(Region pointing data)
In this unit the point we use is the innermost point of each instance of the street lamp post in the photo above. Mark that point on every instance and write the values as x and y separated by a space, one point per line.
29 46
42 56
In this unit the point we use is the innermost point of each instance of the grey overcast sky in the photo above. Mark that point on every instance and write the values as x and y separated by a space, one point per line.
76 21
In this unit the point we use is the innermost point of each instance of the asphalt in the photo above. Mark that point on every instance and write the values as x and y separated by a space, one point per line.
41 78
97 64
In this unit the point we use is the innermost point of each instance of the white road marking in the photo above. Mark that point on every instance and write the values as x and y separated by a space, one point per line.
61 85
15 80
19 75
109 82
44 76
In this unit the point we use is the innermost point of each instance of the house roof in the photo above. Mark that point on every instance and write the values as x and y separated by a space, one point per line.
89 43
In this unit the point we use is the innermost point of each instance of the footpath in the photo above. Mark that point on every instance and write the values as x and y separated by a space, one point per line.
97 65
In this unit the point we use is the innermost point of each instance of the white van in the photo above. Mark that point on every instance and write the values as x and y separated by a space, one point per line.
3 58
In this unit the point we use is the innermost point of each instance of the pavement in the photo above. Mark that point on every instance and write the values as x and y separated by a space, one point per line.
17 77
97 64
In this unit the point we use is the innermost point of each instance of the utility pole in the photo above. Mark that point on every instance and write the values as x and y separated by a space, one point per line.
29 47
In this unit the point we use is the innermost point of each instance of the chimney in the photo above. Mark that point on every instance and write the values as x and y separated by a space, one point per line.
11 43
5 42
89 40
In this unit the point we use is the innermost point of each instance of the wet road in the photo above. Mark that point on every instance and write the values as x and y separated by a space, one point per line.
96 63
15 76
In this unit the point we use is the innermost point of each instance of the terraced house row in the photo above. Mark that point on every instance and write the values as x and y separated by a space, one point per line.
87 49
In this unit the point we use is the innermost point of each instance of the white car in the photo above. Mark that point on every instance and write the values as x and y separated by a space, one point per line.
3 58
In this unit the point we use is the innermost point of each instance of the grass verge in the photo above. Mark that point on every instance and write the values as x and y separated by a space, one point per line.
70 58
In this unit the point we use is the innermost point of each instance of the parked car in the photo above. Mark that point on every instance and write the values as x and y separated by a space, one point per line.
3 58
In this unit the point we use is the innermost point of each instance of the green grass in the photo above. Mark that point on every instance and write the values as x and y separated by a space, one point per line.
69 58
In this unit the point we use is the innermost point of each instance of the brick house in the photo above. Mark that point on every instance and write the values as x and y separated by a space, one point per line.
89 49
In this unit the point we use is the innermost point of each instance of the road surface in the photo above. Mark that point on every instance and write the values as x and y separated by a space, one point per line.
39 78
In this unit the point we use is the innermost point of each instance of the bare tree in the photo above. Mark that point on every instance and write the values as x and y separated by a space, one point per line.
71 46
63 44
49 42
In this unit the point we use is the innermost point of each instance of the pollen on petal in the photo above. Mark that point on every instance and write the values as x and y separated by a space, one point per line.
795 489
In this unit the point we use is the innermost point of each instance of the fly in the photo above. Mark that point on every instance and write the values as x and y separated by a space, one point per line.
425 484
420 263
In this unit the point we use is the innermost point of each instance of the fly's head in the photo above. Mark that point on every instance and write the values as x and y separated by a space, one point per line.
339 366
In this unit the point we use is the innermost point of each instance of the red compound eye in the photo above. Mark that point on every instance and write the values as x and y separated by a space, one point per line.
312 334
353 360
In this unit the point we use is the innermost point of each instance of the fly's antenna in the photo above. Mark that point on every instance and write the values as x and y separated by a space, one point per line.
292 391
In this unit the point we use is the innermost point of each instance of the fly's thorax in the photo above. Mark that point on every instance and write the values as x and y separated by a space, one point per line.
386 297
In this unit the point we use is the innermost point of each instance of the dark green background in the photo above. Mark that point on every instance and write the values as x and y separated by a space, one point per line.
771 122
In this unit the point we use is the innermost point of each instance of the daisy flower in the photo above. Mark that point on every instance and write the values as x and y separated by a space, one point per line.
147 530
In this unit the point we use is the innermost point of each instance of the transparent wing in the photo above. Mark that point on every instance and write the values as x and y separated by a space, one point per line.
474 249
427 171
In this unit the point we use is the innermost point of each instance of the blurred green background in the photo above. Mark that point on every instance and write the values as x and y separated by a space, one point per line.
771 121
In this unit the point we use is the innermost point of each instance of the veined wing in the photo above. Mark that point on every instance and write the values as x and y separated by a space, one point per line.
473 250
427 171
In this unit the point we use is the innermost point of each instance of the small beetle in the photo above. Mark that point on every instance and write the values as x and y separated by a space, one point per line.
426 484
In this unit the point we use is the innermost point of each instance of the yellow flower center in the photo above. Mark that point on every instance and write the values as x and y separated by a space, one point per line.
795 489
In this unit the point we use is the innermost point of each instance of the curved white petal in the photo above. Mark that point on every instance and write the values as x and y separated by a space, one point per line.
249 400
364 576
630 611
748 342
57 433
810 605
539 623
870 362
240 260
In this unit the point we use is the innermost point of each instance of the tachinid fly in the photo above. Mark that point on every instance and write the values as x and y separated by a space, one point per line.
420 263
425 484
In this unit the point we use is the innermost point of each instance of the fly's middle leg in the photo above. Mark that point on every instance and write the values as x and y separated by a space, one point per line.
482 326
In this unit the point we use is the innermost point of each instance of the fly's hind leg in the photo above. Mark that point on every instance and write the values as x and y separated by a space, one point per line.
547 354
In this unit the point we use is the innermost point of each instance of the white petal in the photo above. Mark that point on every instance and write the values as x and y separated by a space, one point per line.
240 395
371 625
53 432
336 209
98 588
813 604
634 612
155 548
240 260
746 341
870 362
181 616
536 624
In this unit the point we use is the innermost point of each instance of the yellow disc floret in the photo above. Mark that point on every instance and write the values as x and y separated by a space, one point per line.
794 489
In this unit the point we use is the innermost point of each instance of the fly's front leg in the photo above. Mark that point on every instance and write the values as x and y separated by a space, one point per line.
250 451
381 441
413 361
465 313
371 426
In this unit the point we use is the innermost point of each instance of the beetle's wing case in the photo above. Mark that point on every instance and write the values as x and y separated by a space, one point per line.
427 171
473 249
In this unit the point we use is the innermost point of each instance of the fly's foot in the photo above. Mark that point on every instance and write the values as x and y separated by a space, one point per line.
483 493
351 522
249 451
---
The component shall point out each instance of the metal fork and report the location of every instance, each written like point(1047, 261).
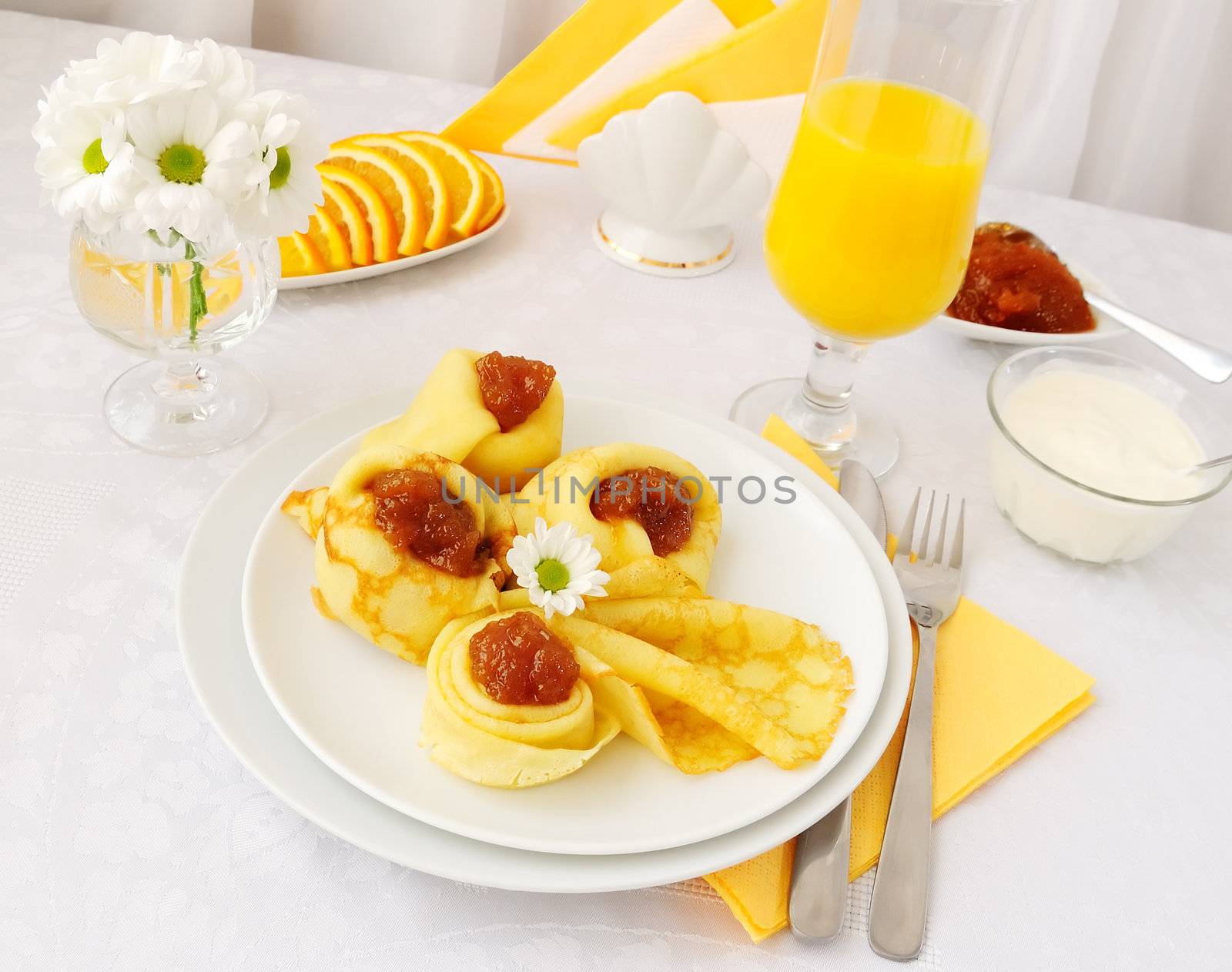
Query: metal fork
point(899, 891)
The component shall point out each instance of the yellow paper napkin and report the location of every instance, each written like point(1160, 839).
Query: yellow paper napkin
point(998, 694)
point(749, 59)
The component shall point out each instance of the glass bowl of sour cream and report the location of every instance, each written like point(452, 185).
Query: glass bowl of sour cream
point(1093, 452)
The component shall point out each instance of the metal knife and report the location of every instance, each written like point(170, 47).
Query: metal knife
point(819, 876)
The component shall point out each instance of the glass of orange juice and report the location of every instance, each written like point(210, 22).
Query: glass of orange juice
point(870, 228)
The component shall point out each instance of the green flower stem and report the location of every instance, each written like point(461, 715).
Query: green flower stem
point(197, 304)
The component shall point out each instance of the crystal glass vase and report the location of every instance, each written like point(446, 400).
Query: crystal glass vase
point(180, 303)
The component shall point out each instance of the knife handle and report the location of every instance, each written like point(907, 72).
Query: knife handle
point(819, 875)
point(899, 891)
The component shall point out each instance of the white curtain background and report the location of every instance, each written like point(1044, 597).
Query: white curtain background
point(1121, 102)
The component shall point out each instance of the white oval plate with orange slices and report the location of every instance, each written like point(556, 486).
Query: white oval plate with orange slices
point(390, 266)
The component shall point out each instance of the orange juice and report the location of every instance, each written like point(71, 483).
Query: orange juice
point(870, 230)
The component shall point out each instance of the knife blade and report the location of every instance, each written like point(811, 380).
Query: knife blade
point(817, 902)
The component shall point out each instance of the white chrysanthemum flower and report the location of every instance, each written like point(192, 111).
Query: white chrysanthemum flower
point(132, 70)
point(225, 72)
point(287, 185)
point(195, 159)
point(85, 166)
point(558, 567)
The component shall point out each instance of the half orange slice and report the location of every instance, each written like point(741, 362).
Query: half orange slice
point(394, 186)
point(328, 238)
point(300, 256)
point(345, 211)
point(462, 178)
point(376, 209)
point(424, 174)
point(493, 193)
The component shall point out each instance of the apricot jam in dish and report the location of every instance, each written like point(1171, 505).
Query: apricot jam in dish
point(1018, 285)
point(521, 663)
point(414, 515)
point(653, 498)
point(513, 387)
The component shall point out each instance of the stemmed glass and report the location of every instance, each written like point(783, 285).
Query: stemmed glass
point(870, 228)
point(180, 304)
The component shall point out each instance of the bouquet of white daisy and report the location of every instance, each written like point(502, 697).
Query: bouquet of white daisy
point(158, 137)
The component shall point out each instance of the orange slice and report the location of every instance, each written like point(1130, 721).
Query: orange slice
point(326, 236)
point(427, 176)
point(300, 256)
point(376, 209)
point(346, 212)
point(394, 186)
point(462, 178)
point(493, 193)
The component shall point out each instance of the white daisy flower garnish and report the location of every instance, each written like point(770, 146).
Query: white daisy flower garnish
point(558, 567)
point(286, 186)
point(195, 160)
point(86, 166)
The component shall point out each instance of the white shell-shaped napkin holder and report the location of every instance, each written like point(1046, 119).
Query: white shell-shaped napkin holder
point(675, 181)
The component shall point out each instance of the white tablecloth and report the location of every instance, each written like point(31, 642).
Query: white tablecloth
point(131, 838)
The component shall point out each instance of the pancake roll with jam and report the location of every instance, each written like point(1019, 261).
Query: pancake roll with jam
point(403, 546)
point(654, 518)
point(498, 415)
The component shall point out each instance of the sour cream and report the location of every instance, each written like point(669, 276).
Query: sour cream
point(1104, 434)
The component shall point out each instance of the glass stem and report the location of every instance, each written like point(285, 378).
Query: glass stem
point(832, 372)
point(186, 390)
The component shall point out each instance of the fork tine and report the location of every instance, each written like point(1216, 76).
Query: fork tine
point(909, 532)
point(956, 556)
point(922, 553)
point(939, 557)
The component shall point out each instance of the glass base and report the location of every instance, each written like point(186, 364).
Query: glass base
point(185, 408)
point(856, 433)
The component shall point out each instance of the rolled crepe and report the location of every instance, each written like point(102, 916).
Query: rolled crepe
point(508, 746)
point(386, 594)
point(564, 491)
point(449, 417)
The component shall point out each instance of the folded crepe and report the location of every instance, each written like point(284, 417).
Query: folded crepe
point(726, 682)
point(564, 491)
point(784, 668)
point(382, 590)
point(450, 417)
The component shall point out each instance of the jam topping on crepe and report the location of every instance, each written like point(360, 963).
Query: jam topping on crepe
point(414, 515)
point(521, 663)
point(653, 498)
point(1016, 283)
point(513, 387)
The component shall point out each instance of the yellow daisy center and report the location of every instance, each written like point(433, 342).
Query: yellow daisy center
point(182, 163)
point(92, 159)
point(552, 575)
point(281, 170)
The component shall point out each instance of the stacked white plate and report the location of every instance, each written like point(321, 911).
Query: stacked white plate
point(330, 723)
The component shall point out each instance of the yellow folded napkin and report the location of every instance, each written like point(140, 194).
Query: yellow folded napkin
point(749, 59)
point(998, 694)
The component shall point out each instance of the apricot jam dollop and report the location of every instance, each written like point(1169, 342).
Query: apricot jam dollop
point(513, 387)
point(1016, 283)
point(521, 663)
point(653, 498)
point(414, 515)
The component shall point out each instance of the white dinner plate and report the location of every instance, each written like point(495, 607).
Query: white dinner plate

• HOW TO COMPLETE THIS TASK: Each line of the entries where the string "dinner" occurs should be shown.

• EXERCISE RESPONSE:
The component shall point out each instance of the white dinner plate and report the location of every instance, each written like point(495, 607).
Query: white dinner plate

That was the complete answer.